- Task to complete:
Count the lines in the records below that contain the string "white", matching case exactly. Reply with the number alone.

──────── Extracted data

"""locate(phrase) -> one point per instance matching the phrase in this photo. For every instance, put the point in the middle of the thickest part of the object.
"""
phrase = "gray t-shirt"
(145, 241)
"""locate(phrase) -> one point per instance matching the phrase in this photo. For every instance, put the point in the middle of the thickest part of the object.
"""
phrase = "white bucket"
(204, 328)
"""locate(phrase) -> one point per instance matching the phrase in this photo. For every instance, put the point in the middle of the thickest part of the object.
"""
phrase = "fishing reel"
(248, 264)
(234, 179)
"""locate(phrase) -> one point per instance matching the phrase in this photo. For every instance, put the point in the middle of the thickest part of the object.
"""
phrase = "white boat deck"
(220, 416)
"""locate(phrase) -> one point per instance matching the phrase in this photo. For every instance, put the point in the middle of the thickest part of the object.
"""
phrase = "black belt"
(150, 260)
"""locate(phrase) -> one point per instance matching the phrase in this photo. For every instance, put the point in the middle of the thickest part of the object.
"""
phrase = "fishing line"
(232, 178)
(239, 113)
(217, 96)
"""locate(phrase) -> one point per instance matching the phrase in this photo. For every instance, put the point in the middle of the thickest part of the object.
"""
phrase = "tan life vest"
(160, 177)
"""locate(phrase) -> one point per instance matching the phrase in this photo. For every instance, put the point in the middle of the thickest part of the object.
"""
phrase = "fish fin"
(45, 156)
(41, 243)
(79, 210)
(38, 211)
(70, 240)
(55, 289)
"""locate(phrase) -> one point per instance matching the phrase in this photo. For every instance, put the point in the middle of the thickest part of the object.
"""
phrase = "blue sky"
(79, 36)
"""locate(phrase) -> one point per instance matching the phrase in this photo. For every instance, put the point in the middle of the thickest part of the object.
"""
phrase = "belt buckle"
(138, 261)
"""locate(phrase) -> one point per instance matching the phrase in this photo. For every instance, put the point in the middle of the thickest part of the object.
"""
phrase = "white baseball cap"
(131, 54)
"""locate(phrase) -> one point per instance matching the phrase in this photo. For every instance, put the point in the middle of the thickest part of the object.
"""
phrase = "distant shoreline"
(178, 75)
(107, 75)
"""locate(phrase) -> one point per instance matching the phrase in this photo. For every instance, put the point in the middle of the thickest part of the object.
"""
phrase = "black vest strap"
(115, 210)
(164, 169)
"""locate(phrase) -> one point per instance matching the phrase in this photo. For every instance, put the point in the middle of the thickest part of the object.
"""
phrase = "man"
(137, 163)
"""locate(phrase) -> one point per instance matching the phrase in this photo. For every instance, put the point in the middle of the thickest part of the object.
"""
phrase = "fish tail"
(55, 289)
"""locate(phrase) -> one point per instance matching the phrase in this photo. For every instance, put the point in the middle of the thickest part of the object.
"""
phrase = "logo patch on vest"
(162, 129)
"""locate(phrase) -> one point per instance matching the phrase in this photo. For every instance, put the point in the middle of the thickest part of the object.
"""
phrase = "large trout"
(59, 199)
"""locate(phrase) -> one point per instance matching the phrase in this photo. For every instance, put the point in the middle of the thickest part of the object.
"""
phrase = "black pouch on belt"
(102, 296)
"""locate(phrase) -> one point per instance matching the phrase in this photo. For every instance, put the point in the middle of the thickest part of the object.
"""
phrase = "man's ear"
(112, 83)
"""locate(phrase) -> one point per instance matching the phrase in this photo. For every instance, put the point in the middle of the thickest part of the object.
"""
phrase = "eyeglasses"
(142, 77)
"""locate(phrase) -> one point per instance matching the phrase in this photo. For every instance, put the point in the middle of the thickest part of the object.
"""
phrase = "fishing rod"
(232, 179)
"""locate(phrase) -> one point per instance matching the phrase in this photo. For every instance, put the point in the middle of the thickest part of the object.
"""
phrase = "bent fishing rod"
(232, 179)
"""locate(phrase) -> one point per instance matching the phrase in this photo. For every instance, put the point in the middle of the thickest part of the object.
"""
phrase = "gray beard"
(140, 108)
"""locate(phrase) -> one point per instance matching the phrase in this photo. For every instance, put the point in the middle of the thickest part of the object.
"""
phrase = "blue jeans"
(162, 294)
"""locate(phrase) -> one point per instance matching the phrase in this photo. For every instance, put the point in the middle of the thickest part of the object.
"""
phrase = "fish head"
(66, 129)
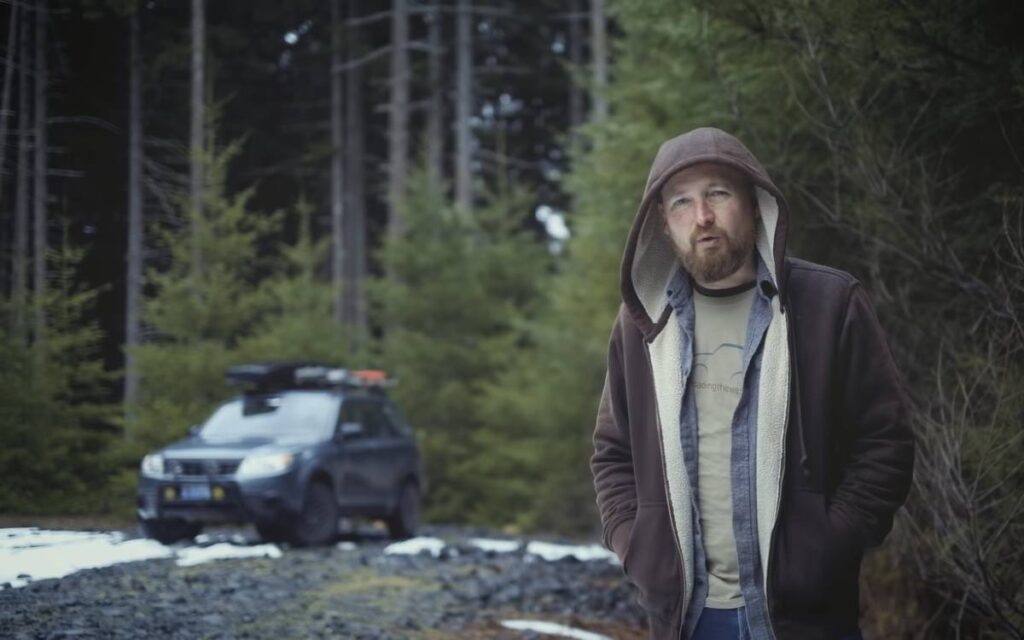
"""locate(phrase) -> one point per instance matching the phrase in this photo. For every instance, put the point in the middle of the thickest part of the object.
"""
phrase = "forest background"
(443, 188)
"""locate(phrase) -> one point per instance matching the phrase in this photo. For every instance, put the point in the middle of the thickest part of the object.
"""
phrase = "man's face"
(710, 216)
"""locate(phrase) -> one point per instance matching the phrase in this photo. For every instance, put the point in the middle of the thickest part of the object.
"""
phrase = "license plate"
(195, 492)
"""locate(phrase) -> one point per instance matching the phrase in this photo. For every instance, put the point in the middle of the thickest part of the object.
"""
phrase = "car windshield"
(291, 415)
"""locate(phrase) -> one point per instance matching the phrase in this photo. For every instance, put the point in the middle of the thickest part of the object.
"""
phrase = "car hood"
(197, 448)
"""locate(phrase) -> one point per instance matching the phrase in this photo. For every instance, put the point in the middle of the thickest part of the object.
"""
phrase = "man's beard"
(722, 261)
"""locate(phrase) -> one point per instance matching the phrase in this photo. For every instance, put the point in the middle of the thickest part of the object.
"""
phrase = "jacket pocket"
(651, 562)
(818, 557)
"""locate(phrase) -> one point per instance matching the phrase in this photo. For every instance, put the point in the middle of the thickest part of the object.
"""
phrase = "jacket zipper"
(681, 607)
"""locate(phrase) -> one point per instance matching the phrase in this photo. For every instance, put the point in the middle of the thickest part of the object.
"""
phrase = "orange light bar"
(371, 375)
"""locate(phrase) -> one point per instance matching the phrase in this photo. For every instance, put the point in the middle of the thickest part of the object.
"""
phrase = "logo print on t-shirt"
(725, 356)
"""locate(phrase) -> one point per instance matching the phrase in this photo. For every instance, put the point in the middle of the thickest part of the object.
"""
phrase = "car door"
(355, 454)
(398, 451)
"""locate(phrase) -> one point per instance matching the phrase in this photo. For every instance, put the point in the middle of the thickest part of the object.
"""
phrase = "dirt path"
(350, 590)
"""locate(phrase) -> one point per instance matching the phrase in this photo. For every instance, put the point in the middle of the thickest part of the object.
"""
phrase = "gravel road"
(352, 590)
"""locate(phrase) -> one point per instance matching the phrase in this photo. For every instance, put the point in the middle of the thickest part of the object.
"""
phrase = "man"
(752, 437)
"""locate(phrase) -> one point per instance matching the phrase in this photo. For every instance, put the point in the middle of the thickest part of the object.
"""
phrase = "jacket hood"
(649, 261)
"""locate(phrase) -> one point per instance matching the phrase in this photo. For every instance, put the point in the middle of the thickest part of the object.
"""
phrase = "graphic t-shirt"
(717, 377)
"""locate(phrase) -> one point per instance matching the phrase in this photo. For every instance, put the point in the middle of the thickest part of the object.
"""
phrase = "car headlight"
(153, 465)
(265, 464)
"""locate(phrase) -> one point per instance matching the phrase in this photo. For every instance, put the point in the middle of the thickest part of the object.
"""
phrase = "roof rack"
(263, 377)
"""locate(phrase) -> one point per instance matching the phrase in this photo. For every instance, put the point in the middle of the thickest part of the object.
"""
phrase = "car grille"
(201, 467)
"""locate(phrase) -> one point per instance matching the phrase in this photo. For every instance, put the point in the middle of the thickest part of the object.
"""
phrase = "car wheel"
(406, 518)
(170, 530)
(317, 522)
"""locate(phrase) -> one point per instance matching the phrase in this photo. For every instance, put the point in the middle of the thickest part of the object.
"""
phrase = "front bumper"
(252, 500)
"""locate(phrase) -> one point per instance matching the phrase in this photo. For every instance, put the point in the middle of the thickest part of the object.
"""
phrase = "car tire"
(316, 523)
(406, 518)
(168, 531)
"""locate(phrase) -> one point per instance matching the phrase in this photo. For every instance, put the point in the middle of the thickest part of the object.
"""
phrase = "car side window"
(378, 426)
(395, 422)
(353, 411)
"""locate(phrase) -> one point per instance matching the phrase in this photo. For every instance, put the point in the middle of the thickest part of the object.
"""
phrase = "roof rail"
(262, 377)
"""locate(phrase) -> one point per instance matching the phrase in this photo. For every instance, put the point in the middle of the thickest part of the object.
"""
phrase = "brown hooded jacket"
(834, 449)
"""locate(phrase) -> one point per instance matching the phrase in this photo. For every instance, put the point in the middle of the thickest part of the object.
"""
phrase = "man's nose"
(706, 215)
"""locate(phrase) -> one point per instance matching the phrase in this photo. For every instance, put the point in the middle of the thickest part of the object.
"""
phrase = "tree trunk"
(464, 104)
(599, 59)
(40, 194)
(435, 116)
(20, 266)
(398, 114)
(8, 76)
(355, 231)
(133, 302)
(576, 62)
(337, 175)
(196, 146)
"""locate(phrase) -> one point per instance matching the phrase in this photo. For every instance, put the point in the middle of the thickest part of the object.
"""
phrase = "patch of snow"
(497, 546)
(197, 555)
(551, 629)
(584, 553)
(415, 546)
(31, 560)
(29, 554)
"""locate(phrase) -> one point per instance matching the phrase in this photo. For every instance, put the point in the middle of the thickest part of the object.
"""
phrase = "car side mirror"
(351, 430)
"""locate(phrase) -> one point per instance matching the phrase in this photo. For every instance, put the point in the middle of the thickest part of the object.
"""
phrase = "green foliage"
(457, 293)
(56, 429)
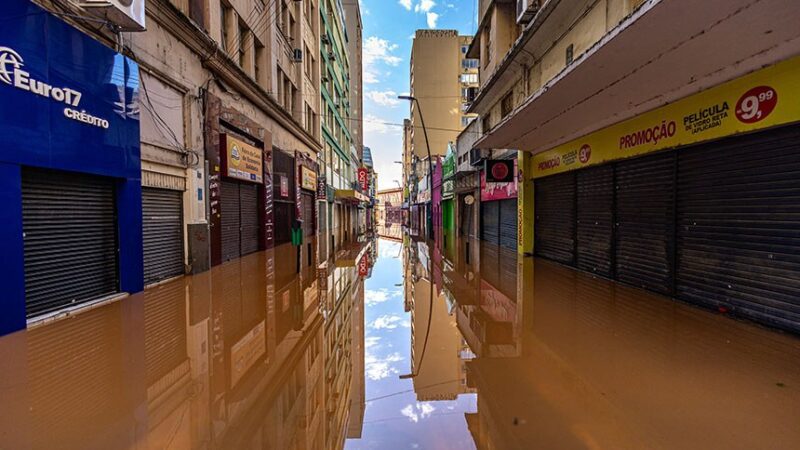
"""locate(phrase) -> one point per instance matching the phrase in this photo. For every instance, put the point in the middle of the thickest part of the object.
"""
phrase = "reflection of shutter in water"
(70, 230)
(77, 389)
(164, 329)
(490, 217)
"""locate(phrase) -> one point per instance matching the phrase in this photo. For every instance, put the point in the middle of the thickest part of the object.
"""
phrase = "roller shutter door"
(490, 226)
(554, 229)
(248, 207)
(645, 222)
(739, 226)
(508, 223)
(308, 214)
(595, 216)
(70, 234)
(231, 220)
(162, 226)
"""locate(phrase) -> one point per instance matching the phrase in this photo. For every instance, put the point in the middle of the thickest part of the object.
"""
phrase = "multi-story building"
(442, 80)
(214, 115)
(644, 155)
(339, 154)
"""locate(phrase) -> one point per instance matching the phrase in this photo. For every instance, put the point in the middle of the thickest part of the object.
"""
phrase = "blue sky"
(388, 28)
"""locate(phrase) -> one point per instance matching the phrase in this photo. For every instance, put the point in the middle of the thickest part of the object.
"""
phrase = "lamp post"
(427, 145)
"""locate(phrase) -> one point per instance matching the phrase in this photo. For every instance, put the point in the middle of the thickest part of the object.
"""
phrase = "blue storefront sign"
(67, 103)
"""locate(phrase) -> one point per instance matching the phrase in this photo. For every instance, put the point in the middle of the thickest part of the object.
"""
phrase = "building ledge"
(665, 51)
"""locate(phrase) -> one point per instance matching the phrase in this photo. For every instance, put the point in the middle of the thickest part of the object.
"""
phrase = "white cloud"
(378, 51)
(418, 411)
(433, 18)
(378, 369)
(389, 322)
(424, 6)
(383, 98)
(374, 297)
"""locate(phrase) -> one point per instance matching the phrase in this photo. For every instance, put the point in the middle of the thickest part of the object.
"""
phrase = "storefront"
(70, 168)
(240, 197)
(697, 200)
(499, 211)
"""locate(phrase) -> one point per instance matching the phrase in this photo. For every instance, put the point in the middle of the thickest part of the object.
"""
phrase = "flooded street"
(398, 343)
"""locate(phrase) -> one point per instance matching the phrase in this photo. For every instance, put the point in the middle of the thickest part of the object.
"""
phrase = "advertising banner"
(308, 178)
(763, 99)
(241, 160)
(499, 191)
(363, 178)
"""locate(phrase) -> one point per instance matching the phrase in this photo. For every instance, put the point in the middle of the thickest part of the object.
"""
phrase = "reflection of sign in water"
(242, 161)
(308, 179)
(246, 352)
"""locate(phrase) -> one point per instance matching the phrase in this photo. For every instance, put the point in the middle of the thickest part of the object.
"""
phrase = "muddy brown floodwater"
(398, 343)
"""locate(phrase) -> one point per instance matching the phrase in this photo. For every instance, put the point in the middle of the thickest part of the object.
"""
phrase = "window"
(242, 50)
(260, 62)
(225, 14)
(507, 104)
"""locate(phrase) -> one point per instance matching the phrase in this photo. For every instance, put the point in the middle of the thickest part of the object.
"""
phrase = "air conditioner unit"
(127, 15)
(526, 10)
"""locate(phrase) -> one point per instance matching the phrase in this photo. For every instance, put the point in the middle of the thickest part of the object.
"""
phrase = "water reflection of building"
(438, 350)
(239, 357)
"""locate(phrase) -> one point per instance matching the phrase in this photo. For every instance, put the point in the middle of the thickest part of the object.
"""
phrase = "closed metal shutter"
(308, 214)
(284, 214)
(554, 229)
(70, 232)
(508, 223)
(739, 226)
(162, 226)
(231, 220)
(248, 207)
(645, 204)
(490, 226)
(595, 214)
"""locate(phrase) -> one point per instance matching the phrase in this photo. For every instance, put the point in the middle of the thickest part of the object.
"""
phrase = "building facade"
(443, 79)
(223, 114)
(637, 171)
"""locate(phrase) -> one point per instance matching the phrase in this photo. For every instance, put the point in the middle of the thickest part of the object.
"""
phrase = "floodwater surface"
(398, 343)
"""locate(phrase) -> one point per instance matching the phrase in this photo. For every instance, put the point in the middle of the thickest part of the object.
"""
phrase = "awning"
(665, 51)
(351, 194)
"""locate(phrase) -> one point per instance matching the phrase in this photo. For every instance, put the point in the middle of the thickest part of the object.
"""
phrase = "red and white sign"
(363, 266)
(756, 104)
(363, 178)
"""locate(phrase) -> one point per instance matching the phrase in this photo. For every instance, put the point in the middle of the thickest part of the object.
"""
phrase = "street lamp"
(427, 145)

────────────────

- Result of this task:
5